→ Record extracts:
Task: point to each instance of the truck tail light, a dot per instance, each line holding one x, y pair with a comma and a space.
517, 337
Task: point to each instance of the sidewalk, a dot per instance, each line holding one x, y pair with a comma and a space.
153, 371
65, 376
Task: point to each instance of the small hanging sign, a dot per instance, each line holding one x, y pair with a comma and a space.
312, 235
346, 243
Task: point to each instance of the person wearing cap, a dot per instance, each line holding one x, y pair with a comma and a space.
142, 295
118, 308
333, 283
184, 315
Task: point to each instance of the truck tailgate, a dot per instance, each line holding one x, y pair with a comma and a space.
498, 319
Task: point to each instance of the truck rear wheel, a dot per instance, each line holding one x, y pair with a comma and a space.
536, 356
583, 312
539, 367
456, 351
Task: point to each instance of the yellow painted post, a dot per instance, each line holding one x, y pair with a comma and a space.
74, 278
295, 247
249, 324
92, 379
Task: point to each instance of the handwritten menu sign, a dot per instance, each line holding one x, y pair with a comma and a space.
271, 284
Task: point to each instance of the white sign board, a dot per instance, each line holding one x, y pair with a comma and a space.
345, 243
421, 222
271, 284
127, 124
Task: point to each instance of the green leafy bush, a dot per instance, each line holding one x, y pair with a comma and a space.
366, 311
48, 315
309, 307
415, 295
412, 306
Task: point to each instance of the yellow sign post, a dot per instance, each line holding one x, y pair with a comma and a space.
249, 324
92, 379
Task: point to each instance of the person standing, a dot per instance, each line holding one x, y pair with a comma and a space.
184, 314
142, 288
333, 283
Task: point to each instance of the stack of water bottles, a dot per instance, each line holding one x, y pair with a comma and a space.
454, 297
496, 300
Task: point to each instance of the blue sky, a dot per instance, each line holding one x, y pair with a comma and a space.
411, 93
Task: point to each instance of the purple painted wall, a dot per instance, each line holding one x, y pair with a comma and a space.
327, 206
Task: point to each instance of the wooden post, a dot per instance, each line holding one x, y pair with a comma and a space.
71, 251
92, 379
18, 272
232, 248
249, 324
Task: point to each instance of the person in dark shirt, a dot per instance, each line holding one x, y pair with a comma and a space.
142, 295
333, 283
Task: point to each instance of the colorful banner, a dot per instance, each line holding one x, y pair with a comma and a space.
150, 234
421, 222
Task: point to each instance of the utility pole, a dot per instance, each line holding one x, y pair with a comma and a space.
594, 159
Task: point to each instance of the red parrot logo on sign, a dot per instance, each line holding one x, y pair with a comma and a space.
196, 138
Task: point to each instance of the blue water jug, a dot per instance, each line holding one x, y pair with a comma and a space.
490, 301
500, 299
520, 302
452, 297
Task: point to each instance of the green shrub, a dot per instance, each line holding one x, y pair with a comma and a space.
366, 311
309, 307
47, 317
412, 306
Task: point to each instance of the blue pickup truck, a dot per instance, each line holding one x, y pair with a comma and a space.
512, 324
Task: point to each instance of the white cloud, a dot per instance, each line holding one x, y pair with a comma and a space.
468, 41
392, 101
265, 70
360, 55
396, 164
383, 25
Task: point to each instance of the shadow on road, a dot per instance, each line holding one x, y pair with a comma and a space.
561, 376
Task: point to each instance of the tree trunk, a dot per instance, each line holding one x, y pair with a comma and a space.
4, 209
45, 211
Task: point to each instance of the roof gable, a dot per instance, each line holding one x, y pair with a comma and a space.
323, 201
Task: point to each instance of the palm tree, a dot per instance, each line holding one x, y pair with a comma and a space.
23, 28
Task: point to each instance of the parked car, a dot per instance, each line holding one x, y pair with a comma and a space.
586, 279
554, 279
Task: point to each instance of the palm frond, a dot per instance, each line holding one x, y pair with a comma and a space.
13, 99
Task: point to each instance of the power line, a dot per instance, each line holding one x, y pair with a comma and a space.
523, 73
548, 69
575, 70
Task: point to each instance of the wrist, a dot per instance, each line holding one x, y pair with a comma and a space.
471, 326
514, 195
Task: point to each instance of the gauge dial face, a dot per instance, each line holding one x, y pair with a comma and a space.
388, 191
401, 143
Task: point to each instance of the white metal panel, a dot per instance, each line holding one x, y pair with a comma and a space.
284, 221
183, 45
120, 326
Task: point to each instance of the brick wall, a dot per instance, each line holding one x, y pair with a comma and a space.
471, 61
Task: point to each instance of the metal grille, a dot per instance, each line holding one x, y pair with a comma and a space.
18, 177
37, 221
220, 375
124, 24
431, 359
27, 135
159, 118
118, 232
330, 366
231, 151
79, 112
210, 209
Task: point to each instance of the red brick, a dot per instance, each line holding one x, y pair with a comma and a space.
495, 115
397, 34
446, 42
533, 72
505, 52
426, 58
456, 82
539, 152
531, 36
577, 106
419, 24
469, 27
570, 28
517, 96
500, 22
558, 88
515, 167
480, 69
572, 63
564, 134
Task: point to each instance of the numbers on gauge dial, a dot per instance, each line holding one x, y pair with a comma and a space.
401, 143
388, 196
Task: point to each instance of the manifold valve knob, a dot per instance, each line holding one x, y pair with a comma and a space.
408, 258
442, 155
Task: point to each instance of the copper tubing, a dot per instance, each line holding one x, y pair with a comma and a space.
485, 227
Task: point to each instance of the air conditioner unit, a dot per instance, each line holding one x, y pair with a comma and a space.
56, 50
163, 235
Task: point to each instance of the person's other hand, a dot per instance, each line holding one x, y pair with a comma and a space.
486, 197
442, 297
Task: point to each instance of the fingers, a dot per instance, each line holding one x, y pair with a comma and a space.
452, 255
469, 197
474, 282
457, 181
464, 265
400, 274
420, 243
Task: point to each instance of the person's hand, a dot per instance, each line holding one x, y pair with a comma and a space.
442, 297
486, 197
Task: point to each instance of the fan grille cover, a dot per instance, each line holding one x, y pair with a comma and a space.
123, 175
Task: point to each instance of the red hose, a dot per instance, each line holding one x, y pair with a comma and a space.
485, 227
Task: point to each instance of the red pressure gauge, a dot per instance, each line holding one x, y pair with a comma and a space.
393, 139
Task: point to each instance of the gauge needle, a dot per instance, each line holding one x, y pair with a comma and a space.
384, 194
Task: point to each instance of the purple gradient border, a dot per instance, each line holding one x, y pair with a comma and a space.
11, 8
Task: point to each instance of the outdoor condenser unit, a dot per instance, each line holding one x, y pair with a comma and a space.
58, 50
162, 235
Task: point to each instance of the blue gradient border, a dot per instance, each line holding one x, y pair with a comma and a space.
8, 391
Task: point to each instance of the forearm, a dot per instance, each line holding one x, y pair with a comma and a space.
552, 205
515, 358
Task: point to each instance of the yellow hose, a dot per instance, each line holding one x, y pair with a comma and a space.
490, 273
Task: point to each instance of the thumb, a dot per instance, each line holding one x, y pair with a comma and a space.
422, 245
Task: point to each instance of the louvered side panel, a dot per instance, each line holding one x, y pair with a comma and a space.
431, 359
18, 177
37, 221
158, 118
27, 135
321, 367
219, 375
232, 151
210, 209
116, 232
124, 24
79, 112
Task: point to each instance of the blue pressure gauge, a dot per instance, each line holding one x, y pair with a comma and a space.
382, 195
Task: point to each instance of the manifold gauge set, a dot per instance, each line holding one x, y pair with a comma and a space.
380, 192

→ Your goal:
Your reply must repeat the entries above exactly and in full.

→ Answer box:
Task: point to each instance of the truck tail light, a dot per instance, each line holding one x, y pair with a comma and a space.
517, 337
Task: point to each instance of the sidewalk, a dot per instance, each line holding one x, y pair with a comma and a space.
153, 371
65, 376
Task: point to each instance of the small hanging sign, a dot per instance, each line holding one x, y pair with a comma and a space.
312, 235
346, 243
Task: point to each instance of the person wearing cap, a dot per instance, each line holding one x, y pair with a comma and a space.
142, 295
118, 308
333, 283
184, 315
Task: point to each instance of the truck tailgate, a dot per instance, each line holding one x, y pair with a comma and a space.
498, 319
Task: point to each instance of the truck rear wheel, a dot per instance, each line holding one x, y pair with a comma and a space.
536, 356
583, 312
539, 367
456, 351
Task: point to each instance of the yellow painted post, a dot per instance, each line holding one x, y pair with a comma and a space.
74, 278
295, 247
249, 324
92, 379
Task: point to each instance of the handwritten menu sign, a dot per instance, each line holding one x, y pair with a comma and a space.
271, 284
Task: point to each instance of the white sign board, a dot per instance, each line holding one x, y pair with a comma and a space.
345, 243
421, 222
271, 284
127, 124
Task: point to each instance of the green leafy bush, a dot per instance, each line holding one x, y pair with a comma and a space.
366, 311
48, 315
309, 307
415, 295
412, 306
Task: point to each instance of the yellow sign post, a dot per instance, each line holding one x, y pair with a comma and a space.
249, 324
92, 379
Task: point to each instance of the person standing, a dot per instance, each line holding one x, y pair with a comma and a space.
184, 314
142, 288
333, 283
Task: point to each instance of the stack of water bottles, a dot per instance, each line holding one x, y pair with a comma and a space.
454, 297
496, 300
Task: point to each instance of the blue sky, a dot per instance, each line holding one x, y pair with a comma and a space.
411, 93
Task: point to each instance of the purple painted wall, a dot per instance, each line holding one x, y pair with a comma and a space.
327, 206
Task: point to each instance of the wooden post, a dot per instance, each line holding one x, y pair with a comma and a space.
71, 251
92, 379
18, 272
232, 248
249, 324
Task: point to each instance of the person in dark shirt, a dot per instance, each line holding one x, y pair with a comma and a space.
142, 295
333, 283
Task: point to each instance of the colorful banner, a dot per instance, each line holding one x, y pair with a comma and a space.
150, 234
421, 222
Task: point to each instance of the utility pole, a dot per instance, each line holding one x, y pair with a comma and a space.
594, 159
Task: point to each instance of the red parrot logo on sign, a dot per instance, each line holding one x, y pair with a comma and a space.
196, 138
Task: point to each instance of the blue water jug, a dot per instance, each line holding one x, y pair with a comma and a space.
490, 301
500, 299
520, 302
452, 297
Task: point to each instance of the green shrub, a dot per instance, each line holding one x, y pair with a comma and a space.
366, 311
309, 307
47, 317
412, 306
Task: point to each instance of the blue pickup truck, a dot per instance, each line holding one x, y pair with a comma and a space.
512, 324
Task: point to each instance of the white cloud, a dot per instance, each line holding one x, y pair with a comma and a space.
468, 41
392, 101
265, 70
360, 55
396, 164
383, 25
Task: point to each instance of the shadow on road, a dot per instance, each line holding one x, y pair with a comma and a space.
561, 376
Task: point to each instance of the tree trunk, a dot per instance, each line holding one x, y pair with a comma and a space.
4, 209
45, 211
Task: point to each instance of the roof gable, a dot per instance, each line holding one x, y pair with a comma and a space.
323, 201
Task: point to each instance of the palm tree, a dot per instance, each line holding one x, y pair with a comma and a space.
23, 28
Task: point to each instance of the parked car, a dot per instance, each line holding one x, y pair with a comma and a space.
586, 279
554, 279
Task: point to each instance of the palm frond, a dot per instance, each line holding one x, y pair with a comma and a space.
13, 99
Task: point to each instance of the power line, a dot per instance, each line holding one x, y pair with a comma and a space.
523, 73
548, 69
575, 70
Task: point to each instance of the wrist, a dot per instance, each line holding one x, y pair with a comma and a space.
471, 326
514, 195
Task: point to each instance of the gauge dial face, a dot per instance, each line holding one x, y pair with a comma and a space.
388, 191
401, 143
Task: point to each instance of the white metal panel, a dot per instance, each line holding one x, y pair with a comma and a space.
284, 221
183, 45
120, 326
Task: point to each instance of the brick wall, a dot per instance, each line holding one x, y pair with a comma and a space.
471, 61
Task: point to each instance of the metal grille, a dot per instance, each line holding one x, y pair with a comma and a space.
18, 177
37, 221
220, 375
124, 24
431, 359
27, 135
159, 118
118, 232
330, 366
231, 151
79, 112
210, 209
Task: point to each instance of the red brick, a dot per instance, each line holding one x, y pair with a comma and a space.
495, 115
397, 34
446, 42
533, 72
505, 52
426, 58
456, 82
539, 152
531, 36
577, 106
419, 24
469, 27
570, 28
517, 96
500, 22
558, 88
515, 167
480, 69
572, 63
564, 134
Task: point to each instance of the numbers on gauge dial, a dot per instance, each line holding one x, y pair with a comma and a space.
401, 143
388, 196
Task: point to each instance of the manifold valve knob, a dot per instance, each line holding one x, y pair with a comma and a space.
408, 258
442, 155
Task: point to each instance of the copper tubing, a dot per instance, each line holding one x, y pair with a comma and a space.
485, 227
Task: point to each instance of the air conditioner unit, a dot per instance, each line holding one x, y pair with a comma and a space.
56, 50
163, 235
Task: point to each instance of the person's other hand, a dot per instance, each line holding one x, y pair with a comma and a space.
486, 197
442, 297
Task: point to each instance of the fingers, a dot per instance, each line holding one x, y pair with a comma and a space.
452, 255
469, 197
474, 282
457, 181
464, 265
400, 274
420, 243
Task: point to each instance of the person's hand, a dot per instance, each line holding one x, y pair with a comma and a space.
442, 297
486, 197
Task: point to each instance of the fan grille cover, a dot per instance, each line holding one x, y pair with a comma and a space.
123, 175
Task: point to each instance of the red hose, a dot per instance, each line holding one x, y pair with a comma and a space.
485, 227
Task: point to each instance of the red pressure gauge, a dot per instance, each line holding one x, y pair with a comma and a space.
393, 139
Task: point to each instance of the gauge needle, a dot per instance, each line holding one x, y pair with a comma and a space.
384, 194
Task: point to each instance of the purple gradient border, a dot per instance, each line holding one x, y pair with a comma and a space.
11, 8
Task: point to each instance of the outdoor condenser unit, a dot per instance, each line holding one x, y pair with a comma and a space.
58, 50
162, 235
Task: point to each instance of the blue gradient border, a dot per instance, each line holding one x, y pair with a comma and a space.
8, 391
Task: point to each instance of the forearm, a dot per instance, each line holding one x, y pair with a comma and a space.
552, 205
515, 358
Task: point to each instance of the yellow hose, a dot per instance, each line holding one x, y pair with a comma and a space.
490, 273
Task: point to each instance of the thumb, a dot per instance, each line holding one x, y pair with a comma and a space.
422, 245
Task: point to each instance of the louvered side panel, a dot per instance, each line holding one x, y pair with a comma and a space.
431, 359
18, 177
37, 221
158, 118
27, 135
321, 367
219, 375
232, 151
210, 209
116, 232
124, 24
79, 112
Task: point to each instance of the blue pressure gauge, a dot per instance, each line holding one x, y pair with a comma and a space.
382, 195
Task: point to each instance of the manifold gauge set, a dot per instance, each line holding one x, y pair with a comma and a space.
380, 192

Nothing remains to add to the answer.